■ DIRECTION
With the pictures omitted, write out the entries that follow exactly as they stand.

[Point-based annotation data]
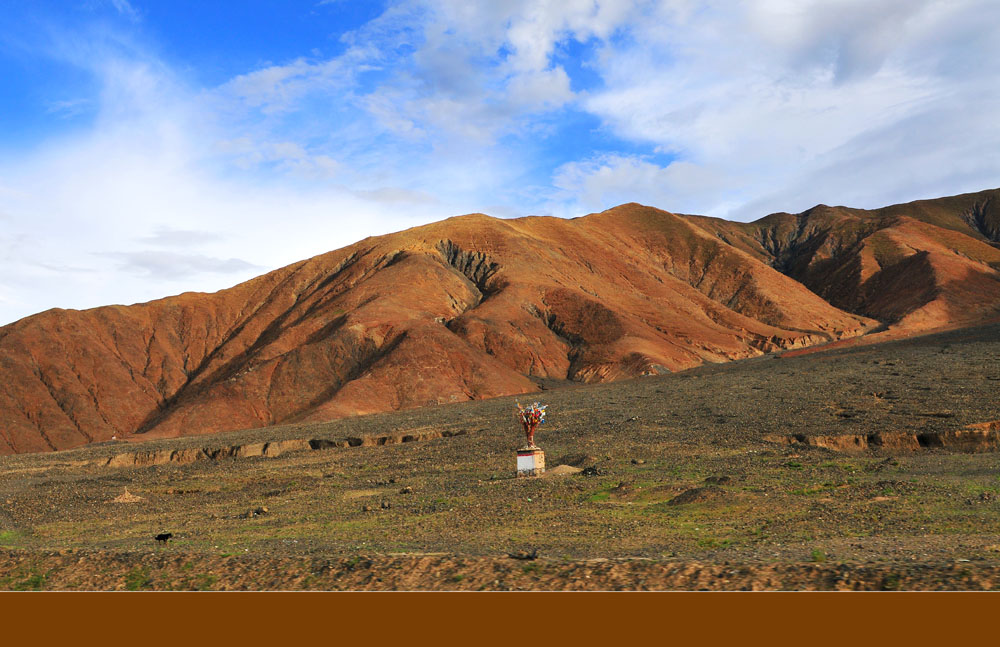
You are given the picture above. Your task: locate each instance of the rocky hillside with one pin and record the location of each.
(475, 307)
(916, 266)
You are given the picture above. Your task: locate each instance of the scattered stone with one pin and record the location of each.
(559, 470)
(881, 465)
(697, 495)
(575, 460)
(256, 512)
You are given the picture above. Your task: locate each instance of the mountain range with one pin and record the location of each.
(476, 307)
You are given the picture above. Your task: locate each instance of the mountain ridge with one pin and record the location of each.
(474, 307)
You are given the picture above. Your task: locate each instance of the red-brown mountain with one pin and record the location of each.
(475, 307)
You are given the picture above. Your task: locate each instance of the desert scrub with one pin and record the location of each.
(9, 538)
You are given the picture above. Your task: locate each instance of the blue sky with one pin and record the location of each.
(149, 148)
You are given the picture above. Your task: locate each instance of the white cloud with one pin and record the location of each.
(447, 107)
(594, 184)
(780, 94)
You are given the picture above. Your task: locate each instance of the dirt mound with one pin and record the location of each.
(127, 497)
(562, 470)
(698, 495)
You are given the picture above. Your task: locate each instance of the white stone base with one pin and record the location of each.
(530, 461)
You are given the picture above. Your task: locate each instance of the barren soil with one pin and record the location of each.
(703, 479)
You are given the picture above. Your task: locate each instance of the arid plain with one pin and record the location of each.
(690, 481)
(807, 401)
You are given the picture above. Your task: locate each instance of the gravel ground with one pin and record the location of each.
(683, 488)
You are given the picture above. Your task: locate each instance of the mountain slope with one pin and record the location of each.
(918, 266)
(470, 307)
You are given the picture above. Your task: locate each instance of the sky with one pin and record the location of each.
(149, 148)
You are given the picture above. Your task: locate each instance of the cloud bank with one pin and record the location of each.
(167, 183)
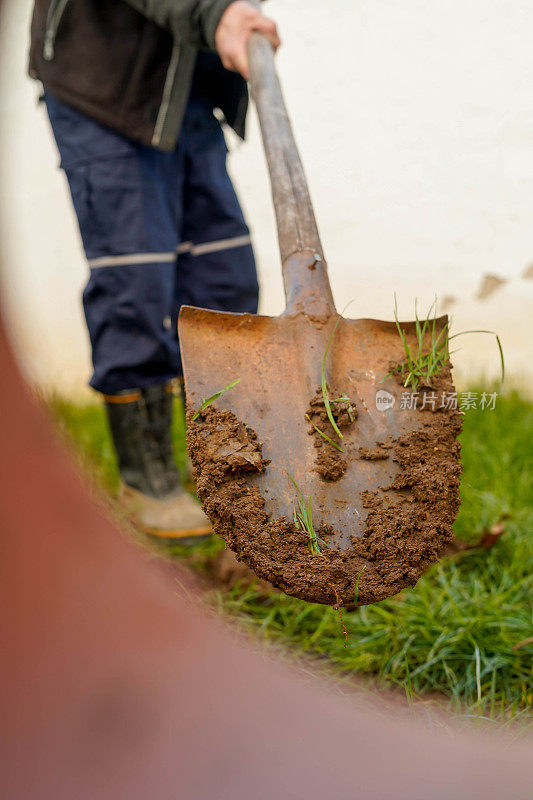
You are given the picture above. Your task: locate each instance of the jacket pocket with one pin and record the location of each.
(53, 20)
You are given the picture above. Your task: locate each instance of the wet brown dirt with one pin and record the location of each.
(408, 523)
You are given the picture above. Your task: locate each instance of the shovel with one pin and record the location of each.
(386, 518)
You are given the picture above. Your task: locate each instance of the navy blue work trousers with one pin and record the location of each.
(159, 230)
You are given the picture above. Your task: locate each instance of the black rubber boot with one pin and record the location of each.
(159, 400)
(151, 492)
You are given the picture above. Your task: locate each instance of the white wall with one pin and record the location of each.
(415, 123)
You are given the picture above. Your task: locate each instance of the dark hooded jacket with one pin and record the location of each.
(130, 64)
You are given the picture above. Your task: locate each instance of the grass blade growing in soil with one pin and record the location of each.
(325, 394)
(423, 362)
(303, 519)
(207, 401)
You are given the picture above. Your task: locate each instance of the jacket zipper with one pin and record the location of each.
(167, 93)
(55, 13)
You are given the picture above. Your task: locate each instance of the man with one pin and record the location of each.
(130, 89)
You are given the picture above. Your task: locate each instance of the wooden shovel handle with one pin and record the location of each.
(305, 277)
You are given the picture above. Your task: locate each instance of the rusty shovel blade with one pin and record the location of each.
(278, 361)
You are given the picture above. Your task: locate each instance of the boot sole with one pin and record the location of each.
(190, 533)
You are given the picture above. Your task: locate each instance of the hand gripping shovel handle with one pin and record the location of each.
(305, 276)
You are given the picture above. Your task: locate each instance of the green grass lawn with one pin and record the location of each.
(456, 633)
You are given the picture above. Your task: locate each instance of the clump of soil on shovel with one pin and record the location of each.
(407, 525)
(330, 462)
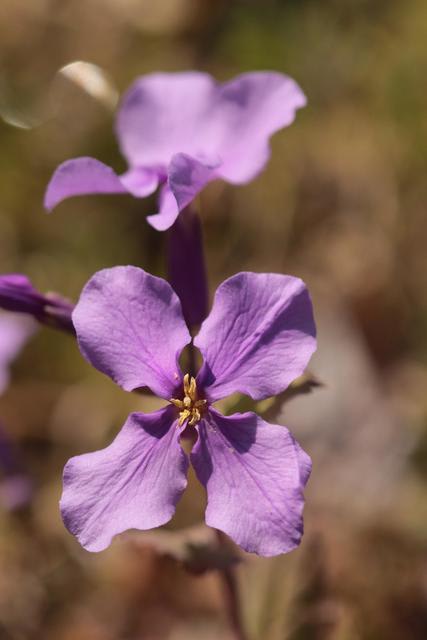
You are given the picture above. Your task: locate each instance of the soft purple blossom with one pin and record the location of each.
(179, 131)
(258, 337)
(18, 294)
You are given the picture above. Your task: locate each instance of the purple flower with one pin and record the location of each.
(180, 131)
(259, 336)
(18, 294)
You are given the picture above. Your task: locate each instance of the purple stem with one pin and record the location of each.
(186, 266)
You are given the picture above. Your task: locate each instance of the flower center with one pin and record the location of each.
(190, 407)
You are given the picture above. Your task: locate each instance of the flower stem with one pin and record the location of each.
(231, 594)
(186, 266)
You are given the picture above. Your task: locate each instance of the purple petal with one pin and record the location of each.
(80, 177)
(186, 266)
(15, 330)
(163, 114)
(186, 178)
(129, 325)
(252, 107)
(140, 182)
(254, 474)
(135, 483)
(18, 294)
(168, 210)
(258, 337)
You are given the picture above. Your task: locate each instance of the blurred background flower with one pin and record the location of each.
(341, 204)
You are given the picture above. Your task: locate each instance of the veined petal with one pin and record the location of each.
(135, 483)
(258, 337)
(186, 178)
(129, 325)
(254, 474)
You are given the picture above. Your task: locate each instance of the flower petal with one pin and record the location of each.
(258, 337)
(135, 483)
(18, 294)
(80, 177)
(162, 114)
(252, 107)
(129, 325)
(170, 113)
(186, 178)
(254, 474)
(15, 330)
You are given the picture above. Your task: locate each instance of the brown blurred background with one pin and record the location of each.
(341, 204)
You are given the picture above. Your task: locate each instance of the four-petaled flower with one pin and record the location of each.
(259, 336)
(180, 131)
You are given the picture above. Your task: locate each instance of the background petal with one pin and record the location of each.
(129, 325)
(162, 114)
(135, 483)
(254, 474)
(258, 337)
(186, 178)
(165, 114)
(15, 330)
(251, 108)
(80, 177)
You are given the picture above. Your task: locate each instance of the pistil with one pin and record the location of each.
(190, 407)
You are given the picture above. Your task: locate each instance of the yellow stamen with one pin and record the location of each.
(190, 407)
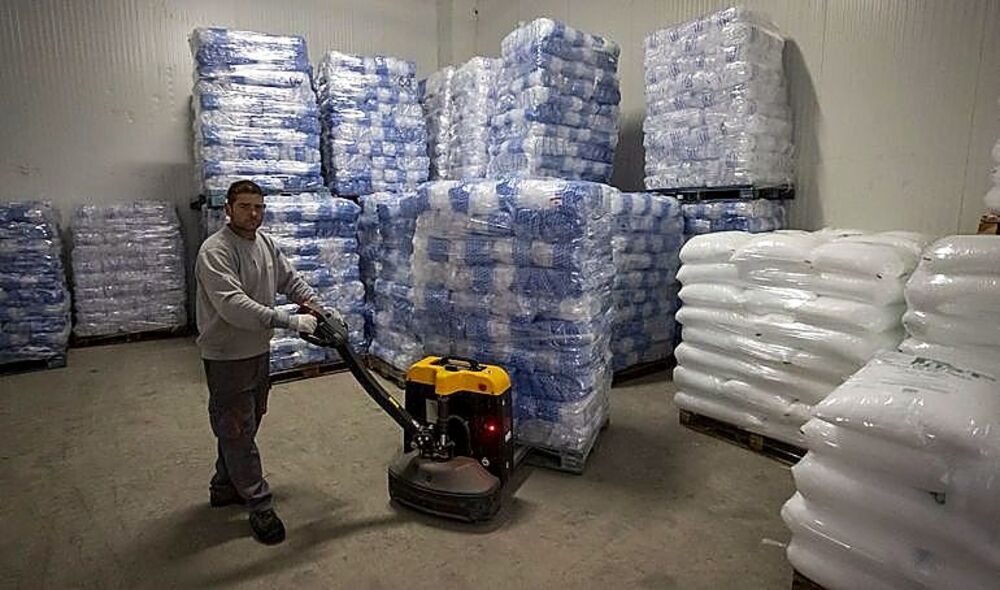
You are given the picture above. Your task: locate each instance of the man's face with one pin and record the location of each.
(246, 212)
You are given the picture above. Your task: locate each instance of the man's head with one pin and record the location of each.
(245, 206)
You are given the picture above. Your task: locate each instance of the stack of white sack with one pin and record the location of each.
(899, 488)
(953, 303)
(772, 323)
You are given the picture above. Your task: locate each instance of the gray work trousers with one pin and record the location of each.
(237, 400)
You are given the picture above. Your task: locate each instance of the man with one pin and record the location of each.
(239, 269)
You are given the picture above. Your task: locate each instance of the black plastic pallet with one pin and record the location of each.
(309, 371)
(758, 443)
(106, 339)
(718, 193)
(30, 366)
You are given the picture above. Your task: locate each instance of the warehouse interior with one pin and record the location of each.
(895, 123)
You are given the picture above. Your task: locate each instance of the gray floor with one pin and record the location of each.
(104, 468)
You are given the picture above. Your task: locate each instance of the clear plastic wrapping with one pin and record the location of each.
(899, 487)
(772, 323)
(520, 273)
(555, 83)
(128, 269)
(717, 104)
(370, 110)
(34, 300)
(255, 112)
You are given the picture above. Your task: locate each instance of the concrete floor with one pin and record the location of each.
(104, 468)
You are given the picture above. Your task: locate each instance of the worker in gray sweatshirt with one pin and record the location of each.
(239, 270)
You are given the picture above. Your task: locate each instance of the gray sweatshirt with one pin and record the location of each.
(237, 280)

■ TASK RESULT
You are given the picture above. Your task: locate each instance of the rocky hillside with one pin and record the location of each.
(475, 307)
(916, 266)
You are given the picture above. Your task: locate each instance of the scattered stone with one pin and record the location of each.
(559, 470)
(881, 465)
(697, 495)
(575, 460)
(256, 512)
You are given the picture above. Your task: locate each instance of the mountain range with one pin and record the location of each.
(476, 307)
You are given the picture above. Your task: locate each instance of the mountain ridge with one pin and record the location of each.
(474, 307)
You are given the picture above. Your task: locate each instance of the red-brown mountain with one pin and record the location of each.
(475, 307)
You are given the picture above. Your task: locate each instance of the desert scrub with one pin and record the location of each.
(9, 538)
You are given the picture above. Your task: locate each instance of the blue sky with one pin and record the location of each.
(149, 148)
You are given the picture above. Your task: locate each instance of the white cloud with one pin and record the location of each.
(447, 107)
(594, 184)
(780, 94)
You are given the picture above. Your task: locate each instance of the dirt mound with one pin and record the location of each.
(127, 497)
(562, 470)
(698, 495)
You are given the picture above. Your task: locate each instance of the white stone base with one pin and record the location of each.
(530, 461)
You are given the picture above. Your task: locate each instance of the barren soil with one pin and record the location of each.
(703, 479)
You are given the picture above. Your task: locate each instance of the arid plain with one pin and record the location of each.
(690, 481)
(807, 401)
You are given the picture above. Your task: locate each instance of the gravel ground with one pin and record the location of each.
(683, 488)
You are given the picture above. Your task: locate each instance of the mountain slope with one pin and record the location of each.
(918, 266)
(470, 307)
You are given the picture above. Your task: locate each instance of the sky with one pin and record the location of each.
(149, 148)
You are given the picture above. Your task: locate each instance of the cloud bank with one pin and record the location of each.
(167, 183)
You are given the picture above. Your task: locate each instance of the jacket pocket with one pin and record the location of each.
(53, 20)
You are given the picture above. Your task: locate each instance of the wet brown dirt with one pin and record the location of each.
(408, 523)
You are given the picture above. Your task: locate each instance of the shovel with one pin and record the location of each.
(386, 518)
You are given the picture above. Your task: locate each instance of the navy blue work trousers with one pin and record the location of each.
(159, 230)
You are given the picture above. Your task: locate each instance of the black rubber boot with one pin and record the location of each.
(159, 400)
(151, 492)
You are given the picture above. Your task: locate each instance of the white wall with one pin and record the location of each.
(415, 123)
You are given the picture above. Your task: locate each instance of the dark hooded jacket with one pin and record the location of each.
(130, 64)
You are given the picture above. Your task: locate each instance of the grass blade growing in soil with one pin and record the location of each.
(325, 394)
(423, 362)
(303, 519)
(207, 401)
You are given the picture above. Your task: locate each instance of the jacket zipper with one pin and record the location of each.
(167, 93)
(55, 13)
You are given the picture above. Your task: locate each instance of the man with one pin and record the location of each.
(130, 89)
You are given the picture above. Your task: locate each instance of the wooden shovel handle with one pin and record the location of each.
(305, 277)
You are given the picture above. Your task: locate each instance of the rusty shovel blade with one pin and record the location of each.
(278, 361)
You are given the picture above. Your task: locate each instance of the boot sole with one pin and record the location of each.
(190, 533)
You are given the picture above. Your task: locate each instance of the hand gripping shovel handle with one pin and record the location of each.
(305, 276)
You are given the picture above. Your task: locate each instance of the green grass lawn with one pin and record the location of each.
(456, 633)
You are given the picture above. Your task: locate each instance of the clump of soil on shovel with one pin and record the location of each.
(407, 525)
(330, 462)
You are given the picture above. Your task: locate each instance of the soft purple blossom with one pin and record the location of each.
(179, 131)
(258, 337)
(18, 294)
You are given the picture above. Your task: locate each instance of the purple flower with one pin and record the location of each.
(180, 131)
(259, 336)
(18, 294)
You are given the picture above. Your task: locate each instance of the purple stem with one pin and record the location of each.
(186, 266)
You are given the picture above. Your task: locate each instance of the flower center with one pin and record the location of each.
(190, 407)
You are given the picture above. Your task: locate each instance of the flower stem with one pin and record the location of each.
(231, 594)
(186, 266)
You are given the picture above. Your task: locate each instance of the purple petal with one pin and record the location of each.
(80, 177)
(186, 266)
(15, 330)
(163, 114)
(186, 178)
(129, 325)
(252, 107)
(140, 182)
(254, 474)
(135, 483)
(18, 294)
(168, 210)
(258, 337)
You are given the picture above. Your task: locate each instance of the blurred background flower with one pin and record the location of each.
(341, 204)
You are given the picture above. Your task: locate each instance of the veined petal with one pin and record the location of each.
(135, 483)
(258, 337)
(186, 178)
(129, 325)
(254, 474)
You are given the picture above. Your task: locate each instance of the flower petal with one pin and record the location of each.
(258, 337)
(135, 483)
(18, 294)
(80, 177)
(162, 114)
(252, 107)
(129, 325)
(170, 113)
(186, 178)
(254, 474)
(15, 330)
You are given the picture above. Your task: locate each instance of the brown blurred background with one pin and record the location of each.
(341, 204)
You are given the picture above. Your task: locate each instance of the four-petaled flower with one pin and record the location of each.
(259, 336)
(180, 131)
You are given the picture above. Your task: locate each instance of the background petal with one pin and record the location of each.
(129, 325)
(162, 114)
(135, 483)
(254, 474)
(258, 337)
(186, 178)
(165, 114)
(15, 330)
(251, 108)
(80, 177)
You are given the picture above. Your task: locate each instance of the pistil with one pin and record the location of each.
(190, 407)
You are given the picture above. Your task: locate each instance of the yellow stamen with one pin and record the location of each.
(190, 407)
You are given the picture above. Your task: locate each instance of the man's face with one pin and record the location of each.
(246, 212)
You are given the picture above. Your task: locate each instance of the man's head with one pin and record the location of each.
(245, 206)
You are given the picture above. Your task: locate each instance of the stack of white sack with one pin and record the location of each.
(899, 488)
(953, 303)
(772, 323)
You are given the picture above. Your task: locate each instance of the gray work trousers with one pin and record the location of each.
(237, 400)
You are given the picture above. Your task: locate each instance of the man with one pin and record the location of each.
(239, 269)
You are given the picture above. Your task: locate each instance of the black plastic pallet with one pin and record the location of each.
(309, 371)
(758, 443)
(106, 339)
(718, 193)
(30, 366)
You are given the picture above. Your task: locate each instance of the warehouse interior with one pin and record the location of each.
(895, 123)
You are given the picture above. Your task: locate each instance of the gray floor with one pin and record the location of each.
(104, 468)
You are given the picture above. Your task: locate each instance of the clear plastic wrapping with one pin and record the location of each.
(899, 487)
(772, 323)
(520, 273)
(555, 83)
(128, 269)
(717, 104)
(370, 110)
(34, 300)
(255, 112)
You are given the picture above. Your task: locate each instance of the concrete floor with one pin and record the location of each.
(104, 468)
You are given the picture above. Your task: locate each instance of the worker in gray sweatshirt with one pin and record the location of each.
(239, 270)
You are given the picture above. Your task: locate each instance of the gray sweatshirt with one pin and record the location of each.
(237, 280)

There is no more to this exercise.